# Objective
Copy out every line of the data below word for word, changing nothing.

# Given data
# # # #

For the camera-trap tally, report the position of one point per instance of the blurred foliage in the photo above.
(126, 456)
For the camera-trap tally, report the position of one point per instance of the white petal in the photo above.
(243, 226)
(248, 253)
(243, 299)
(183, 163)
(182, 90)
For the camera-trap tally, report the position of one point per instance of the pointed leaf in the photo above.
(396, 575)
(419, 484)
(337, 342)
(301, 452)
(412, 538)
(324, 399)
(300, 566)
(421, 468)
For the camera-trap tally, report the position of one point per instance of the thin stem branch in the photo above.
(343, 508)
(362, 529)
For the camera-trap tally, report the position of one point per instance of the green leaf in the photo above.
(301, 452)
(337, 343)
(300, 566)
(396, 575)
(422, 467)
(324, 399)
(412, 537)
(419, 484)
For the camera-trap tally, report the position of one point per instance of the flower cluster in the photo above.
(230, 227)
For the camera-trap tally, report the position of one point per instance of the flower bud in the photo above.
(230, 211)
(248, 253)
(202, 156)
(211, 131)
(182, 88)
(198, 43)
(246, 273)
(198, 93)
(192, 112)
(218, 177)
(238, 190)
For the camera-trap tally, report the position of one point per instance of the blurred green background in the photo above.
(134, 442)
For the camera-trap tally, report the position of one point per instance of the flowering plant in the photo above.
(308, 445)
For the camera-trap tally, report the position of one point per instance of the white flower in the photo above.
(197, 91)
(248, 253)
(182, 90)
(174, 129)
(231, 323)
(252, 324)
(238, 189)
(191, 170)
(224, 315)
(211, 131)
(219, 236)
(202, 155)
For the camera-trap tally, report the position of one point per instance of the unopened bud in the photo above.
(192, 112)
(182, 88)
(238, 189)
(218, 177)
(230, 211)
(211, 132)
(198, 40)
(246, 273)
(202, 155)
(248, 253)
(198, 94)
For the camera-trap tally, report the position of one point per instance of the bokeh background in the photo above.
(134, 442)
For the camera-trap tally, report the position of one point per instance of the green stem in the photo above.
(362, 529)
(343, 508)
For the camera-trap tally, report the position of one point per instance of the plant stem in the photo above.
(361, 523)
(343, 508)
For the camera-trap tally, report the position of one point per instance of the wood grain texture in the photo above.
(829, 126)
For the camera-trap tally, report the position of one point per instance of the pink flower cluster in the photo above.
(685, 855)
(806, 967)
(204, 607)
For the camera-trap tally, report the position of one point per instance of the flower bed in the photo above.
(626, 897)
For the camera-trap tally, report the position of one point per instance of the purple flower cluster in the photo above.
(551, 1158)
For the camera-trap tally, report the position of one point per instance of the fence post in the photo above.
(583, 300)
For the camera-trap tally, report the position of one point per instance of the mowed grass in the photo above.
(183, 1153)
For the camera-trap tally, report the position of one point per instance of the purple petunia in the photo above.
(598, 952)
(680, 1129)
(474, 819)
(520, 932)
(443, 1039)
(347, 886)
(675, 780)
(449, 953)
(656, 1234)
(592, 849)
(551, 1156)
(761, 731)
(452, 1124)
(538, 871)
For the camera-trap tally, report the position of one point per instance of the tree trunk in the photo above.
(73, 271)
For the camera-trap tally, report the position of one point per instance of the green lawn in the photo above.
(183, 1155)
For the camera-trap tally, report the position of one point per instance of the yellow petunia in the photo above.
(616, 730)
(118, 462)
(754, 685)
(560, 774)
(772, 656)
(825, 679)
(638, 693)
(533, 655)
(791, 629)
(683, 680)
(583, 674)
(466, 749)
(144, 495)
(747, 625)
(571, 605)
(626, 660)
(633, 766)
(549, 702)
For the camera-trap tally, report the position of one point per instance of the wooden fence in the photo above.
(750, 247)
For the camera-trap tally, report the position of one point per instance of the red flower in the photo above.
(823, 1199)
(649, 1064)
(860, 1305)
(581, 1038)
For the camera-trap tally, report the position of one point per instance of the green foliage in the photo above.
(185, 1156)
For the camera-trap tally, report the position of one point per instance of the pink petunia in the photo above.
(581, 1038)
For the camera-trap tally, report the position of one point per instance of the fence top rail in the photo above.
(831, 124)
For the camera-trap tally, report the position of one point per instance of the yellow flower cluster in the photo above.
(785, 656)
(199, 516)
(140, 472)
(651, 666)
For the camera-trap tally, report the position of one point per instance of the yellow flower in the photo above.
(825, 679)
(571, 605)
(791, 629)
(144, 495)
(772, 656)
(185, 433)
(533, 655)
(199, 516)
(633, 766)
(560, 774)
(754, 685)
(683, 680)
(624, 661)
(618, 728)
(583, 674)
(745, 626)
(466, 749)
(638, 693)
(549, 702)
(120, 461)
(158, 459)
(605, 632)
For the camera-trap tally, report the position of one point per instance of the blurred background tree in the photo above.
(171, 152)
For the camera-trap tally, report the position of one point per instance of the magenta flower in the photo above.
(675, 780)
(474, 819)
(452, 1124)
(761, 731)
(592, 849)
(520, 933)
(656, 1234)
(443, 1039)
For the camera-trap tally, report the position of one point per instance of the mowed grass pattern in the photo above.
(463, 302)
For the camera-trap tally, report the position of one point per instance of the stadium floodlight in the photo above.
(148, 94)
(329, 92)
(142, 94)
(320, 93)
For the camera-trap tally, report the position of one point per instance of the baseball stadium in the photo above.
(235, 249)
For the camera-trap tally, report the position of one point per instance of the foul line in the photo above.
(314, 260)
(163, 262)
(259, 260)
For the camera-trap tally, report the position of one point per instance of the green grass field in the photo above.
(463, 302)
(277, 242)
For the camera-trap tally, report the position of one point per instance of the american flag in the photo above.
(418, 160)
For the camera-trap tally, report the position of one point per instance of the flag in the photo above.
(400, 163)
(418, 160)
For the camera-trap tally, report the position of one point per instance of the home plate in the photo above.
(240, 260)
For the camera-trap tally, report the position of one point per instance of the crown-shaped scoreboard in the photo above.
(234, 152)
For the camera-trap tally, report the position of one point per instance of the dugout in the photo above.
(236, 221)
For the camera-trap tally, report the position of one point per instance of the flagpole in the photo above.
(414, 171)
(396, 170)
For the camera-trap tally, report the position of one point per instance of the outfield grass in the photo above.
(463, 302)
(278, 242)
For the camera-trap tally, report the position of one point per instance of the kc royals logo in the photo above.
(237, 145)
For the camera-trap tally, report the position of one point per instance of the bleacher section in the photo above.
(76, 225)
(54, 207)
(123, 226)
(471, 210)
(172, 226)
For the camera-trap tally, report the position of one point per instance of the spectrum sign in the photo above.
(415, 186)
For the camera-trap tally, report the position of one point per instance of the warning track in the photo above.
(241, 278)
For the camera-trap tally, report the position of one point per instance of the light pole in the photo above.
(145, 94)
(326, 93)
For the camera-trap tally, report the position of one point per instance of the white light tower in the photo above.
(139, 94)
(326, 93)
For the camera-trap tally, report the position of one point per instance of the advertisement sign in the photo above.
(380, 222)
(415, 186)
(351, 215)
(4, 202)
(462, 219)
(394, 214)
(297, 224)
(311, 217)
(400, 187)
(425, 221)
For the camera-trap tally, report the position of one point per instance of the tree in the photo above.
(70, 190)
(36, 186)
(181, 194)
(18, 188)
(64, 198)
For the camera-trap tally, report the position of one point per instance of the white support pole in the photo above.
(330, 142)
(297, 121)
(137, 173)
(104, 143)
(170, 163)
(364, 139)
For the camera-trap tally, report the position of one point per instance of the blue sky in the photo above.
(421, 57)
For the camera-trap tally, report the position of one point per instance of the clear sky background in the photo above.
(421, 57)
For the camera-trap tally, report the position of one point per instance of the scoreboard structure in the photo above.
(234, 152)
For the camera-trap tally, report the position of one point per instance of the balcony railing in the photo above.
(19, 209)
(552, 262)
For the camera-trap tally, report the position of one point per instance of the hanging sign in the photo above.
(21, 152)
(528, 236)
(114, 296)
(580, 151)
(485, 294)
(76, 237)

# # # #

# Response to the exercise
For the camera-trap tally, report the position of one point per instance of the blurred foliage in the photo above.
(126, 456)
For the camera-trap tally, report the position of one point per instance of the white petal in the photo above.
(243, 226)
(248, 253)
(243, 299)
(183, 163)
(182, 90)
For the camera-trap tally, report the position of one point per instance of the pointed leaf in the photo above.
(396, 575)
(419, 484)
(337, 342)
(301, 452)
(412, 538)
(324, 399)
(300, 566)
(421, 468)
For the camera-trap tally, report the position of one point per instance of the thin stem branch in the photo above.
(343, 508)
(362, 529)
For the camera-trap tally, report the position of one point per instance of the green leaf in the photo above.
(301, 452)
(337, 343)
(300, 566)
(396, 575)
(422, 467)
(324, 399)
(412, 537)
(419, 484)
For the camera-trap tally, report the position of one point per instance of the flower cluster in the photo above.
(230, 227)
For the camera-trap tally, report the position of one point per instance of the flower bud in the photo above.
(230, 211)
(248, 253)
(202, 156)
(211, 131)
(182, 88)
(198, 43)
(246, 273)
(198, 93)
(192, 112)
(218, 177)
(238, 190)
For the camera-trap tally, report the position of one point per instance of the blurred green background in the photo above.
(134, 442)
For the camera-trap tally, report the position of one point per instance of the flowering plant in the photo above.
(308, 445)
For the camera-trap tally, report the position of one point per instance of the white flower in the photo above.
(197, 91)
(248, 253)
(182, 90)
(174, 129)
(231, 323)
(252, 324)
(238, 189)
(191, 170)
(224, 315)
(211, 131)
(219, 236)
(202, 155)
For the camera-trap tally, report the position of one point per instance of the unopened bud in the photo above.
(192, 112)
(182, 88)
(238, 189)
(218, 177)
(230, 211)
(211, 132)
(198, 40)
(246, 273)
(202, 155)
(248, 253)
(198, 94)
For the camera-trap tally, report the position of one point per instance of the bokeh background in the photo above.
(134, 442)
For the camera-trap tally, report the position of one point per instance of the green stem in the photo above.
(362, 529)
(343, 508)
For the camera-trap tally, report the position of one point per instance of the plant stem in the photo above.
(361, 523)
(343, 508)
For the camera-trap tally, report the position of one point per instance of the wood grain texture in the photo above.
(829, 126)
For the camera-trap tally, report the position of one point per instance of the pink flower cluster in the photo above.
(685, 855)
(806, 967)
(204, 607)
For the camera-trap tally, report the position of one point per instance of the flower bed in the photo above.
(626, 897)
For the camera-trap tally, report the position of one point per instance of the purple flower cluster in the photo above.
(551, 1158)
For the camera-trap tally, report the position of one point per instance of the fence post in the photo above.
(583, 300)
For the camera-trap tally, report the position of one point per instance of the mowed grass in the photo above.
(183, 1153)
For the camera-trap tally, report the position of one point per instance of the purple petunia in the photo above.
(598, 952)
(680, 1129)
(474, 819)
(520, 932)
(443, 1039)
(347, 886)
(675, 780)
(449, 953)
(656, 1234)
(592, 849)
(551, 1156)
(761, 731)
(452, 1124)
(538, 871)
For the camera-trap tally, report the position of one point per instance of the tree trunk in the photo above.
(73, 271)
For the camera-trap tally, report the position of one point per instance of the green lawn in the photo above.
(183, 1155)
For the camera-trap tally, report the position of one point per instance of the yellow petunia in the photo above.
(616, 730)
(118, 462)
(754, 685)
(560, 774)
(772, 656)
(825, 679)
(638, 693)
(533, 655)
(791, 629)
(683, 680)
(583, 674)
(466, 749)
(144, 495)
(747, 625)
(571, 605)
(626, 660)
(633, 766)
(549, 702)
For the camera-trap tally, report the position of one point per instance of the wooden fence in the photo above.
(750, 247)
For the camera-trap tally, report the position of one point per instance of the red flower in the photo above.
(823, 1199)
(649, 1064)
(860, 1305)
(581, 1038)
For the camera-trap tally, report the position of one point per instance of the green foliage in the photo above.
(185, 1156)
For the camera-trap tally, report the position of one point per instance of the pink petunia in the photo above.
(581, 1038)
For the camera-trap tally, report the position of one point per instance of the fence top rail in the photo above.
(831, 124)
For the camera-trap tally, report the position of one point per instance of the yellow flower cluster in the photo above.
(785, 656)
(199, 516)
(140, 472)
(651, 666)
For the camera-trap tally, report the position of one point per instance of the yellow flower in the photo above.
(825, 679)
(571, 605)
(791, 629)
(144, 495)
(772, 656)
(185, 433)
(533, 655)
(199, 516)
(633, 766)
(560, 774)
(754, 685)
(683, 680)
(624, 661)
(618, 728)
(583, 674)
(745, 626)
(466, 749)
(638, 693)
(549, 702)
(120, 461)
(158, 459)
(605, 632)
For the camera-trap tally, report the position of one point per instance of the blurred background tree in the photo above.
(171, 152)
For the camera-trap tally, report the position of one point per instance of the magenta flower in the photo above.
(675, 780)
(474, 819)
(452, 1124)
(761, 731)
(592, 849)
(520, 933)
(656, 1234)
(443, 1039)
For the camera-trap tally, report the position of one point per instance of the mowed grass pattern in the photo above.
(463, 302)
For the camera-trap tally, report the position of one point per instance of the stadium floodlight in the photo above.
(148, 94)
(329, 92)
(142, 94)
(320, 93)
For the camera-trap tally, report the position of one point per instance of the baseball stadium in the photo above.
(235, 249)
For the camera-trap tally, report the position of one point per instance of the foul line in the photo above.
(314, 260)
(163, 262)
(259, 260)
For the camera-trap tally, report the position of one point per instance of the green grass field in the photo above.
(463, 302)
(277, 242)
For the camera-trap tally, report the position of one point per instance of the american flag in the photo above.
(418, 160)
For the camera-trap tally, report the position of one point per instance of the flag in the photo above.
(400, 163)
(418, 160)
For the camera-trap tally, report the position of one point per instance of the home plate in the photo above.
(240, 260)
For the camera-trap tally, report the position of one point per instance of the crown-shaped scoreboard in the photo above.
(234, 152)
For the camera-trap tally, report the position of one point per instance of the dugout in the photo above.
(236, 221)
For the camera-trap tally, report the position of one point per instance of the flagpole in the photo above.
(414, 171)
(396, 170)
For the camera-trap tally, report the position of one point per instance of the outfield grass in the photo above.
(463, 302)
(278, 242)
For the camera-trap tally, report the position of one point per instance of the kc royals logo in the photo above.
(237, 145)
For the camera-trap tally, report the position of one point per instance of the bleacher section in the photo above.
(76, 225)
(54, 207)
(123, 226)
(471, 210)
(172, 226)
For the camera-trap tally, report the position of one point per instance of the spectrum sign in the photo above.
(415, 186)
For the camera-trap tally, report the position of one point per instance of the warning track in the photo above.
(241, 278)
For the camera-trap tally, report the position of one point per instance of the light pole in the photo above.
(145, 94)
(326, 93)
For the camera-trap tally, report the position of one point per instance of the white light tower in the photo above.
(139, 94)
(326, 93)
For the camera-trap tally, report the position of one point per instance of the advertisement sign in the photo above.
(380, 222)
(415, 186)
(351, 215)
(4, 202)
(462, 219)
(394, 214)
(297, 224)
(311, 217)
(400, 187)
(425, 221)
For the camera-trap tally, report the position of one point per instance of the tree in the photo above.
(70, 190)
(36, 186)
(181, 194)
(18, 188)
(64, 198)
For the camera-trap tally, report the position of one point per instance of the white support pole in the photo above.
(330, 142)
(297, 121)
(137, 173)
(104, 143)
(170, 163)
(364, 139)
For the camera-trap tally, report the position of one point per instance of the blue sky in the photo above.
(421, 57)
For the camera-trap tally, report the position of one point per instance of the clear sky background in the photo above.
(421, 57)
For the camera-trap tally, report the position of one point per instance of the scoreboard structure in the photo above.
(234, 152)
For the camera-trap tally, report the position of one point per instance of the balcony railing in the photo above.
(19, 209)
(552, 262)
For the camera-trap tally, report the position of one point per instance of the hanging sign in the photo above.
(21, 152)
(528, 236)
(114, 296)
(580, 151)
(485, 294)
(76, 237)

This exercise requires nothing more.